● **Problem**: The records that follow must be repeated verbatim, every one of them.

Items from a dataset:
───

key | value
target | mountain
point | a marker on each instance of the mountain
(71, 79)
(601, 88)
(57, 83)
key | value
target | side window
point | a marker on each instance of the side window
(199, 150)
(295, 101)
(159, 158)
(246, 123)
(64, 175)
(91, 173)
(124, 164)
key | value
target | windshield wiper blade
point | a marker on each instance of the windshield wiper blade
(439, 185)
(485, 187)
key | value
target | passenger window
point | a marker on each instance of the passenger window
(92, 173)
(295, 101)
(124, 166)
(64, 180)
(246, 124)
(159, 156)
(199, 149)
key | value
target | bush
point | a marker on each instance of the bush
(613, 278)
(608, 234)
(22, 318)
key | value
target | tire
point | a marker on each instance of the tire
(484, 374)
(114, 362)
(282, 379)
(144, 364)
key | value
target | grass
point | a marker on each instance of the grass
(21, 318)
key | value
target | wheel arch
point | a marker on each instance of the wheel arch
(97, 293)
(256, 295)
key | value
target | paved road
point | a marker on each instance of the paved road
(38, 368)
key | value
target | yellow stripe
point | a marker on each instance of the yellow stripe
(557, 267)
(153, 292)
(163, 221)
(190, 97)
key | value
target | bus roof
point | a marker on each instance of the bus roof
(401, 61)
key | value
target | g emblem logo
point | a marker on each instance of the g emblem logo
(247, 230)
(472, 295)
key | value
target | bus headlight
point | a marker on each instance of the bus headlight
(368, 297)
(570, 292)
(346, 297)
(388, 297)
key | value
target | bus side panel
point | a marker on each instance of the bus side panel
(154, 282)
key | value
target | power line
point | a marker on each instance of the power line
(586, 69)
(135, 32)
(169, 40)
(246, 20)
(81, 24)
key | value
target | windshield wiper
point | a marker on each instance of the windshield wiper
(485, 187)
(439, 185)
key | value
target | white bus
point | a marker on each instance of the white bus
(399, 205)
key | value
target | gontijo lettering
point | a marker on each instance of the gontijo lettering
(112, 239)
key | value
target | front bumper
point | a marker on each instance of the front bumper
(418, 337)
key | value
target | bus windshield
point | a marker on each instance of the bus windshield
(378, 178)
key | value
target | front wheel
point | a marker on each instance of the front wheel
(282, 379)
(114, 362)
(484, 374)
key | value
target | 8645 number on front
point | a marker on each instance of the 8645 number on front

───

● **Reply**:
key | value
target | mountain
point | a marker on each instance of the mountain
(71, 79)
(601, 88)
(57, 83)
key | value
target | side window
point | a marker on each instance of the side window
(199, 150)
(295, 101)
(159, 158)
(246, 123)
(64, 175)
(91, 173)
(124, 164)
key | value
target | windshield wiper blade
point | a marker on each instance of the windshield wiper blade
(439, 185)
(485, 187)
key | value
target | passenger window
point | a marker on each instance of the passenger window
(92, 173)
(295, 101)
(124, 166)
(64, 180)
(246, 124)
(159, 156)
(199, 149)
key | value
target | bush
point | a marker on each instance of the bush
(613, 278)
(608, 234)
(22, 318)
key | value
target | tire
point | a marker on each instance of the tire
(484, 374)
(114, 362)
(282, 379)
(144, 364)
key | value
target | grass
point | a marker on each instance of the grass
(21, 318)
key | value
target | wheel arch
point | a marker on each instance of the wheel arch
(97, 293)
(256, 295)
key | value
target | paved road
point | a marker on each instance of the paved road
(38, 368)
key | value
target | yellow stripe
point | a marker on each instance of the yellow stripe
(557, 267)
(153, 292)
(163, 221)
(190, 97)
key | value
target | bus roof
point | a marker on each instance of the bus roof
(401, 61)
key | value
target | g emblem logo
point | a marker on each instance of the g emblem logo
(247, 230)
(472, 295)
key | value
target | bus headlight
point | a marker on each instance of the bus headlight
(368, 297)
(570, 292)
(346, 297)
(388, 297)
key | value
target | bus side panel
point | a marker on each instance of the bus side panel
(154, 282)
key | value
target | power line
point | a marker on each instance of the power line
(586, 69)
(135, 32)
(169, 40)
(246, 20)
(81, 24)
key | value
target | windshield wiper
point | a marker on each instance of the windshield wiper
(485, 187)
(439, 185)
key | value
target | white bus
point | a marker on each instance of the white bus
(399, 205)
key | value
target | gontijo lettering
point | a marker on each instance of the gontijo lettering
(112, 239)
key | value
target | front bumper
point | a marker on each instance of the front bumper
(418, 337)
key | value
target | bus windshield
point | a marker on each instance of the bus windshield
(378, 178)
key | value
target | front wheel
point | a marker on each instance of the front wheel
(282, 379)
(114, 362)
(484, 374)
key | value
target | 8645 number on front
point | a marker on each instance of the 8645 number on front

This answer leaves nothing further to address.